**Given entries**
================

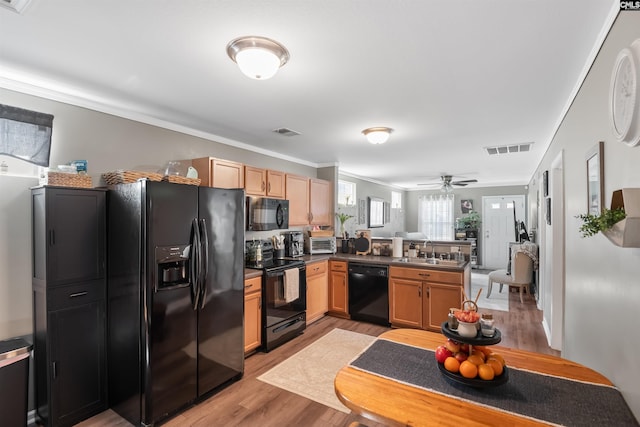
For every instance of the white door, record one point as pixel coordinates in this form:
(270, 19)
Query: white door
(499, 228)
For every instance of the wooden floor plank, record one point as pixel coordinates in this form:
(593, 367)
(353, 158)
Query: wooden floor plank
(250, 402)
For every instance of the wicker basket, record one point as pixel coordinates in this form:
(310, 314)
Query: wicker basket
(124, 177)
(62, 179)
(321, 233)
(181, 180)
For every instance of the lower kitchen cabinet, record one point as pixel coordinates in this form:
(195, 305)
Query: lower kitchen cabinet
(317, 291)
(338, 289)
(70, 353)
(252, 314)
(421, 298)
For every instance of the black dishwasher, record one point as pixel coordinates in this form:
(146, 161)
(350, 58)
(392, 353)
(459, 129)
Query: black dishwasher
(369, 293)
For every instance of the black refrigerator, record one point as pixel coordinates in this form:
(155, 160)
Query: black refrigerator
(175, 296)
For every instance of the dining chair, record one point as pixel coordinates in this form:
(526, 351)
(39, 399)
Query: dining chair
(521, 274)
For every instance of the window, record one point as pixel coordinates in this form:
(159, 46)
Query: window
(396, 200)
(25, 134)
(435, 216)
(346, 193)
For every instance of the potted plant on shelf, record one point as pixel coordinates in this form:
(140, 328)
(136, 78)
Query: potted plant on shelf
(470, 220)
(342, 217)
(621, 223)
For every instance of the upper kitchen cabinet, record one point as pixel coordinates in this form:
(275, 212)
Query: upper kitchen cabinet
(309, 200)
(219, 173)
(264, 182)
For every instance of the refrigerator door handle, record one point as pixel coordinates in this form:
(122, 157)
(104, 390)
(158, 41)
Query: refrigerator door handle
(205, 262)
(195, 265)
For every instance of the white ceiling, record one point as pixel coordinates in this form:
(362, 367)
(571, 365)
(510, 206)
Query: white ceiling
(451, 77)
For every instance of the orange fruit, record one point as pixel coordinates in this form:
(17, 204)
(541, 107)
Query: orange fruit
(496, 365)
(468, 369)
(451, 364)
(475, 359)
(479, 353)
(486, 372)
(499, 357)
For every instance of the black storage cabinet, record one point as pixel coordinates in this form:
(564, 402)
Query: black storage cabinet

================

**Prompt**
Rewrite all of the data above as a Markdown table with the columns Row and Line, giving each line its own numbered row and omitting blank lines. Leave the pictures out.

**Exercise output**
| Row | Line |
|---|---|
| 1 | For every instance of the white door, record one point as pixel coordinates in this form: |
| 2 | (270, 19) |
| 3 | Query: white door |
| 4 | (499, 228) |
| 5 | For every instance of the wooden floor plank, record one point as pixel coordinates in this form: |
| 6 | (593, 367) |
| 7 | (353, 158) |
| 8 | Query: wooden floor plank |
| 9 | (250, 402) |
| 10 | For every instance of the wicker basket, record one point as pixel coordinates in this form: |
| 11 | (310, 314) |
| 12 | Query: wicker basket |
| 13 | (124, 177) |
| 14 | (62, 179) |
| 15 | (321, 233) |
| 16 | (181, 180) |
| 17 | For every instance of the lower kitchen cabinet, record one point as pixel coordinates in this form: |
| 18 | (195, 305) |
| 19 | Query: lower kitchen cabinet |
| 20 | (317, 291) |
| 21 | (338, 289) |
| 22 | (70, 353) |
| 23 | (252, 314) |
| 24 | (421, 298) |
| 25 | For every instance of the black dishwasher, record one point as pixel coordinates in this form: |
| 26 | (146, 161) |
| 27 | (350, 58) |
| 28 | (392, 353) |
| 29 | (459, 129) |
| 30 | Query: black dishwasher |
| 31 | (369, 293) |
| 32 | For every instance of the black refrigerator, record one point as pixel coordinates in this form: |
| 33 | (155, 160) |
| 34 | Query: black refrigerator |
| 35 | (175, 296) |
| 36 | For every instance of the dining chair, record one point as pixel coordinates in this form: |
| 37 | (526, 351) |
| 38 | (39, 399) |
| 39 | Query: dining chair |
| 40 | (521, 274) |
| 41 | For every instance of the window, record one point as pixel coordinates in this form: |
| 42 | (159, 46) |
| 43 | Query: window |
| 44 | (396, 200) |
| 45 | (25, 134) |
| 46 | (435, 216) |
| 47 | (346, 193) |
| 48 | For every instance of the potted plant on shelf, record one point as pixel coordinates in this form: |
| 49 | (140, 328) |
| 50 | (136, 78) |
| 51 | Query: potted plant on shelf |
| 52 | (470, 220) |
| 53 | (342, 217) |
| 54 | (621, 223) |
| 55 | For every instance of the upper kitchen cabinet, record one point as pixel coordinates in this form: |
| 56 | (275, 212) |
| 57 | Query: upper kitchen cabinet |
| 58 | (309, 200) |
| 59 | (219, 173) |
| 60 | (264, 182) |
| 61 | For every instance of the refrigerator door handle, record one point as pixel coordinates in this form: |
| 62 | (122, 157) |
| 63 | (104, 390) |
| 64 | (158, 41) |
| 65 | Query: refrigerator door handle |
| 66 | (205, 262) |
| 67 | (195, 265) |
| 68 | For every instance of the white ceiling, record one point as pixel coordinates in this form: |
| 69 | (362, 367) |
| 70 | (571, 365) |
| 71 | (510, 206) |
| 72 | Query: white ceiling |
| 73 | (451, 77) |
| 74 | For every instance of the orange fruit, record one point as pixel coordinates in this form: |
| 75 | (17, 204) |
| 76 | (541, 107) |
| 77 | Query: orange fruit |
| 78 | (496, 365) |
| 79 | (468, 369) |
| 80 | (451, 364) |
| 81 | (475, 359) |
| 82 | (479, 353) |
| 83 | (486, 372) |
| 84 | (499, 357) |
| 85 | For every instance of the black storage cabinet, record one point as pixel coordinates in this form: |
| 86 | (564, 402) |
| 87 | Query: black storage cabinet |